→ **The problem**: From the data that follows, copy every line with the string "below".

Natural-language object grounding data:
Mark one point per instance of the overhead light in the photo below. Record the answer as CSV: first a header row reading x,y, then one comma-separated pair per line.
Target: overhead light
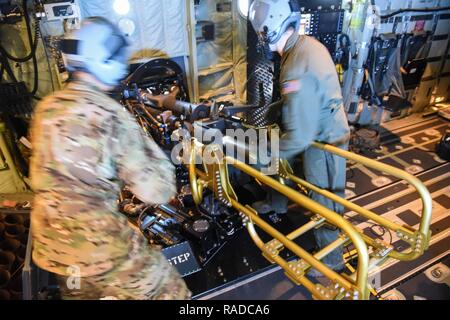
x,y
243,6
121,7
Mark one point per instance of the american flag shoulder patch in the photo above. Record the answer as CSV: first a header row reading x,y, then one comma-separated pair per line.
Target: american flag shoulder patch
x,y
291,86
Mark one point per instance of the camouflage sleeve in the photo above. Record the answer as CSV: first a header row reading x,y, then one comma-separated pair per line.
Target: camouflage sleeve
x,y
142,165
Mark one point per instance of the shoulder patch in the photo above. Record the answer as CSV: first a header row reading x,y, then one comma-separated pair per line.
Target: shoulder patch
x,y
291,86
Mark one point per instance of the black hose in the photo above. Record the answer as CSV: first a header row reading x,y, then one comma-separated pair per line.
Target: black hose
x,y
413,10
33,44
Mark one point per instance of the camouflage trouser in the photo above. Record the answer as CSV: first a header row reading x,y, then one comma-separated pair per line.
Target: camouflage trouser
x,y
146,276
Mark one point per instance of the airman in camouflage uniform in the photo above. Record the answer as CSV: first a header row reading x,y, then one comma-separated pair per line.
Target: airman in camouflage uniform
x,y
85,147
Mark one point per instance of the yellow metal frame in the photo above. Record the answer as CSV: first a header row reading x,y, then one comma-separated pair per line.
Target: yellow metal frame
x,y
215,177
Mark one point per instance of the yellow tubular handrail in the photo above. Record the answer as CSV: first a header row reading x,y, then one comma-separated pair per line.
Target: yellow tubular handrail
x,y
332,217
422,238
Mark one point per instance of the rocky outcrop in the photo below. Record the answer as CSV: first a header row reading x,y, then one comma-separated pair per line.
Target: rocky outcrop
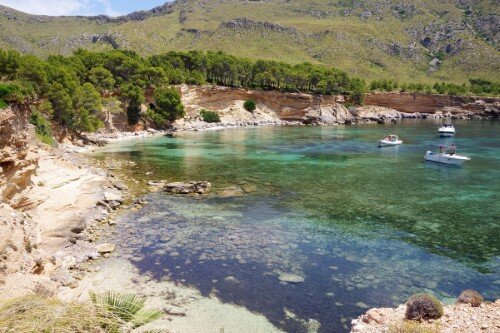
x,y
273,108
488,107
20,238
329,114
192,187
18,160
456,319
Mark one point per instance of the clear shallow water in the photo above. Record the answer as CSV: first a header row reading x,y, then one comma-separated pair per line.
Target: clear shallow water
x,y
364,226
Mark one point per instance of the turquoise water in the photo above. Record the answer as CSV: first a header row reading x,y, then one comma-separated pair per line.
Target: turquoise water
x,y
364,226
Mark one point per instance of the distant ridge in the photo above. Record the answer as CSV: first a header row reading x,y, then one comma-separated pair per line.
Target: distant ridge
x,y
425,40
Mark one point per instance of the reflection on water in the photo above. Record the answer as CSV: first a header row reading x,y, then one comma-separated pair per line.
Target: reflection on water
x,y
364,226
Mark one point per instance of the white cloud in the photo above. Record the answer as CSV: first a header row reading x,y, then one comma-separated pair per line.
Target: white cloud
x,y
62,7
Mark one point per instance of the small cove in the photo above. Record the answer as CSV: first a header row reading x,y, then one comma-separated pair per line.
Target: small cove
x,y
363,226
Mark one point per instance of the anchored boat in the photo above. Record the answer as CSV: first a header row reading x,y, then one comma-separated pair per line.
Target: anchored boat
x,y
446,155
388,141
446,130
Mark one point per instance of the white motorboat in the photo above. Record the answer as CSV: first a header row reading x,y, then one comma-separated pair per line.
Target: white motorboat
x,y
388,141
446,130
446,155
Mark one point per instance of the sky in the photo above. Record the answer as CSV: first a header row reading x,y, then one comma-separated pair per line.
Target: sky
x,y
81,7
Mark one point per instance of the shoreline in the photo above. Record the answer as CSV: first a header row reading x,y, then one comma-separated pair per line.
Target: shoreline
x,y
79,260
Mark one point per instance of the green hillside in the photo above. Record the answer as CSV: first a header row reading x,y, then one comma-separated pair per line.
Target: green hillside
x,y
427,40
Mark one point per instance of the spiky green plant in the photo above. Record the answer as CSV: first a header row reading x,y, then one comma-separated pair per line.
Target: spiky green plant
x,y
128,307
38,313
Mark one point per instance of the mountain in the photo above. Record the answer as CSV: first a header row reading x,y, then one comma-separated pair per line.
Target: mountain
x,y
421,40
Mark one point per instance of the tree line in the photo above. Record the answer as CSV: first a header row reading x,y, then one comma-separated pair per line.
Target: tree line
x,y
69,89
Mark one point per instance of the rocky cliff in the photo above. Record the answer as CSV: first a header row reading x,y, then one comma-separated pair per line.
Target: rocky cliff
x,y
18,159
295,108
272,107
19,235
424,103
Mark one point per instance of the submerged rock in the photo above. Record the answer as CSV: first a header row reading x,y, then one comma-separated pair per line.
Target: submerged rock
x,y
291,278
105,248
193,187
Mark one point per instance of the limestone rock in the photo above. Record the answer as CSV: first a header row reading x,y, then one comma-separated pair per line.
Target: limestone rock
x,y
105,248
291,278
113,196
192,187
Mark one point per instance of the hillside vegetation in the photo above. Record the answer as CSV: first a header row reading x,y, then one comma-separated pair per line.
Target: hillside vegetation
x,y
421,41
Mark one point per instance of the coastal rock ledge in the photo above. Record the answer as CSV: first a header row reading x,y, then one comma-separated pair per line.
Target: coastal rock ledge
x,y
192,187
457,318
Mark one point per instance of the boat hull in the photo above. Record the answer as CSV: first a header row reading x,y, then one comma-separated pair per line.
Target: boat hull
x,y
446,159
383,143
446,134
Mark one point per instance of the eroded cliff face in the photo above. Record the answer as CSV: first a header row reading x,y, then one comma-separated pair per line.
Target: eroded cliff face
x,y
422,103
272,107
19,235
285,108
18,160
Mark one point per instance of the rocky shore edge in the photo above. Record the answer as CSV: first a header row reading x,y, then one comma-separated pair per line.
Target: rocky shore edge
x,y
456,318
55,207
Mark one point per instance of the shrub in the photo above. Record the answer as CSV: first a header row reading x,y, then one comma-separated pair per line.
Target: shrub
x,y
413,327
36,313
210,116
250,105
42,128
168,104
128,307
6,91
423,306
471,297
108,313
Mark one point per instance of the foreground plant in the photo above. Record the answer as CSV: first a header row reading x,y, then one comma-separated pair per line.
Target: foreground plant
x,y
128,307
35,313
108,313
423,306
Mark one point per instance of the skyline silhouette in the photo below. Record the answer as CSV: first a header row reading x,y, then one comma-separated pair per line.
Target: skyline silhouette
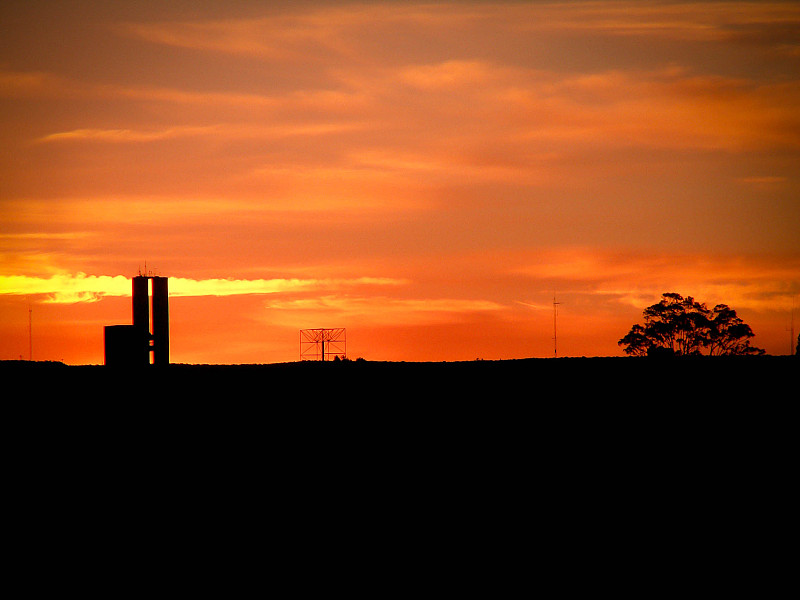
x,y
424,175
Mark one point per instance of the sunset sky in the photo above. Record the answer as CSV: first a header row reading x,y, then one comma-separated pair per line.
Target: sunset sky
x,y
426,175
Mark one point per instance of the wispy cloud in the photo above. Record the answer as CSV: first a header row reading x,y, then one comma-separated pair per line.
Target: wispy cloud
x,y
68,289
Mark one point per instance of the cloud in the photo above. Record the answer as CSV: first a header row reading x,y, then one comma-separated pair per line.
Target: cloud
x,y
377,310
69,289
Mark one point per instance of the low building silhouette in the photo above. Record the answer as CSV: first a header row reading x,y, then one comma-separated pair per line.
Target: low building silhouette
x,y
132,345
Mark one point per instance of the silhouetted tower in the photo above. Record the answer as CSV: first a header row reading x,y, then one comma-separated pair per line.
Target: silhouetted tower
x,y
151,318
131,345
160,321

→ **Completed task**:
Mark one point per instance of the overhead light in the photo below. Record the answer as CSV: first a header row reading x,y, then one comma-separated pair per line.
Mark one point per instance of the rocky outcrop in the photo below. Record the answer as CSV: first a header row reading x,y, then one comma-separated pair per line.
Mark one point per instance of the skyline silhouette in the photo below. Record the answer as CSV: first a header row reading x,y, then one comma-separated pair per line.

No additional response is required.